» Consigne
Prolongez le texte consacré à Peter Singer et à l'éthique des non humains en reprenant juste après sa dernière phrase.

» Page
───

Peter Singer et l’éthique des non humains

Peter Singer étend l’égalité de tous les êtres humains sur les êtres non humains, entendons par là les animaux. Ce principe d’égalité est basé sur une égale considération des intérêts peu importe l’espèce, pourvu qu’elle soit dotée d’une certaine conscience de son état de souffrance ou de plaisir. Pour l’auteur, « ce principe de l’égale considération implique que le souci d’autrui ne devait dépendre, ni de son apparence, ni de ses aptitudes », il faut remarquer ici qu’autrui ne se réfère pas seulement à l’humain. L’égale considération couvre tous les êtres vivants qu’ils soient de notre espèce ou non, de notre race ou d’une autre. Cette nouvelle considération de l’auteur est grave de conséquence puisque la communauté éthique si on peut l’appeler ainsi est maintenant élargie au point de regrouper les animaux. En effet, depuis l’Antiquité l’homme s’est réservé le droit de donner un cadre à ceux dont les intérêts devraient être considérés. Ce cadre n’est autre que le cadre des humains, la cruauté sur des animaux étant plus ou moins proscrite mais non pas parce qu’on tenait compte de leur intérêt mais pour des raisons religieuses, ou d’irresponsabilités pour le devenir humain.

───

» Lignes fournies

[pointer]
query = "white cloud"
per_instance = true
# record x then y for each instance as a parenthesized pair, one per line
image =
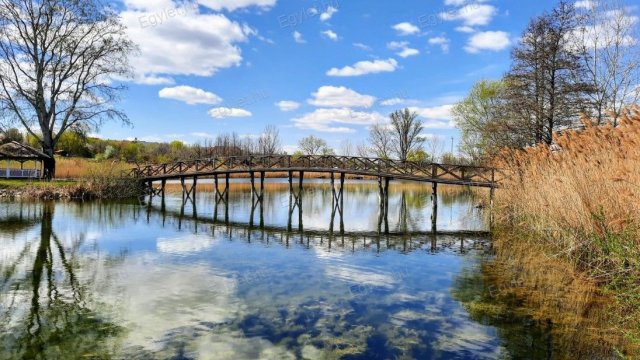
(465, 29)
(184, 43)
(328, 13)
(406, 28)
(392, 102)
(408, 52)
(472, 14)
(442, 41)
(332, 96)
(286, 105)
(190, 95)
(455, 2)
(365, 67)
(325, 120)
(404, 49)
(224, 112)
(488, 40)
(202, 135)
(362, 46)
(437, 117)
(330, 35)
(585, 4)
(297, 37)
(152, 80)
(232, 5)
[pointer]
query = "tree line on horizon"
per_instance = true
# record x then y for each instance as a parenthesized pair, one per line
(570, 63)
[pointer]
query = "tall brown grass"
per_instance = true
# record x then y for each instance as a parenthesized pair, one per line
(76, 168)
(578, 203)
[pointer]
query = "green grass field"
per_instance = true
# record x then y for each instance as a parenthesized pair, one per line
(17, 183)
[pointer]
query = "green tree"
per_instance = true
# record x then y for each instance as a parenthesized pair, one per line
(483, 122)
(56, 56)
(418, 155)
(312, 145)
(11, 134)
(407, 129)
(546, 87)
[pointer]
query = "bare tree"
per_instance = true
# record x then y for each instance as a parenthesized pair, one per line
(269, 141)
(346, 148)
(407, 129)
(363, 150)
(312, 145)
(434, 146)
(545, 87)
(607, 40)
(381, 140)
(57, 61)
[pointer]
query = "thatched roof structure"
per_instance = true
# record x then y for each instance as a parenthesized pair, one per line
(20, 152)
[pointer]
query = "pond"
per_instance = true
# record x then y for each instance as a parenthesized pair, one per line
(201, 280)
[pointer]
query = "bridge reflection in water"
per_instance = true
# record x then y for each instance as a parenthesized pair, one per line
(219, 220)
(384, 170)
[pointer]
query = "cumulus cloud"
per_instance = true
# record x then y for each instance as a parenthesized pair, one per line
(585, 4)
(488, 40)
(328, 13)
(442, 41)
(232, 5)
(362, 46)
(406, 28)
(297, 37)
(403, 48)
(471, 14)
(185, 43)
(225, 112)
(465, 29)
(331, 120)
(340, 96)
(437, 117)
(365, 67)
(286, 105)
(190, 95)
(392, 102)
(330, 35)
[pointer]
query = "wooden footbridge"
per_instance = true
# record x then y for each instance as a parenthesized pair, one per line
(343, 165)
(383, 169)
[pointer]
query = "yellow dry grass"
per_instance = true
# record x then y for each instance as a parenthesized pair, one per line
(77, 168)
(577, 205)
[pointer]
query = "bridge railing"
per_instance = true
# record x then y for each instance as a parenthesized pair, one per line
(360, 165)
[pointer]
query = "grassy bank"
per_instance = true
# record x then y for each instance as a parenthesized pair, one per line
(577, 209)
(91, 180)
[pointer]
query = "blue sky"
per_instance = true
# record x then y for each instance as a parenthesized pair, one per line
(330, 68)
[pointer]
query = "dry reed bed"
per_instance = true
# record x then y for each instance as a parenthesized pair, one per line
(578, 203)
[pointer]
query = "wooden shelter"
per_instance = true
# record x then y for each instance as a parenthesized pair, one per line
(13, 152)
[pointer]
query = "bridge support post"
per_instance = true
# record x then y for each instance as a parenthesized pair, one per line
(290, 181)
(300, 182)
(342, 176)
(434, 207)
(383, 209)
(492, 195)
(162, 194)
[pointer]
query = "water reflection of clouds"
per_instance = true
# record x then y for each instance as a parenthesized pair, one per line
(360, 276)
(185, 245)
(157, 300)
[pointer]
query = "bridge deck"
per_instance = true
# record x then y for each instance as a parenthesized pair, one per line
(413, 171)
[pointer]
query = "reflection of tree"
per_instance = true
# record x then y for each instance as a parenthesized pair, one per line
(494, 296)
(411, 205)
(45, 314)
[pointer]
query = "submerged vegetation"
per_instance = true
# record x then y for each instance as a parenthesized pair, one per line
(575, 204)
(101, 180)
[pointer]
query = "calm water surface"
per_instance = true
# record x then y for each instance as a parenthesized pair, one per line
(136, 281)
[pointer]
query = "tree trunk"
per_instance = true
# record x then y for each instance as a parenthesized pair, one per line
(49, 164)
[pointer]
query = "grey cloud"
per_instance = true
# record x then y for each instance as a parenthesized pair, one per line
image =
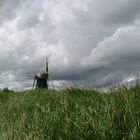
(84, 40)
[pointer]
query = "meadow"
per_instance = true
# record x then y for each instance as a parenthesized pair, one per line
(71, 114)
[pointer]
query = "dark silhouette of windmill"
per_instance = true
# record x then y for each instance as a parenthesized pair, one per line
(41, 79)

───

» Réponse
Dans cette considération des intérêts, l’auteur fait de la douleur un élément crucial d’évaluation, « si un être souffre, refuser de prendre cette souffrance en considération n’est pas justifié moralement ». Mais en même temps, il reconnaît aussi que tous les êtres n’ont pas la même perception de la douleur et que la conscience humaine prédispose l’humain dans certains cas à une douleur plus vive. L’inverse aussi est possible. Le manque de conscience et d’intelligence chez les animaux accroît leur douleur puisque pris dans certaines conditions, ils sont incapables d’évaluer leur situation. Le comment bien vivre que ce donne pour objet l’éthique est une perception humaine de la vie; inclure les animaux dans le débat éthique ouvre la porte à un antagonisme d’intérêts. L’homme a besoin des animaux pour vivre bien, soit en les consommant, soit en les utilisant pour la recherche ou simplement comme animaux de compagnie. L’auteur ici ne rejette pas cet aspect de la nécessité pour l’homme de vivre sa vie aux dépens des animaux, son inquiétude se trouve plutôt sur leur bien être, « il est important de se souvenir que le but de mon argumentation est d’élever le statut des animaux, non d’abaisser celui des humains ». Prenant le contre-pied de plusieurs thèses qui dénient les animaux de conscience d’autonomie, d’intelligence ou autres attributs, il les compare à des handicapés ou bébés humains afin de montrer que toute souffrance infligée à un animal est aussi comparable à celle d’un bébé ou d’un handicapé mental. Cette comparaison ne reflète que sa position initiale utilitariste qu’il emprunte à Jeremy Bentham : « la question n’est pas : peuvent-ils raisonner ? ni non plus peuvent-ils parler ? mais peuvent-ils souffrir »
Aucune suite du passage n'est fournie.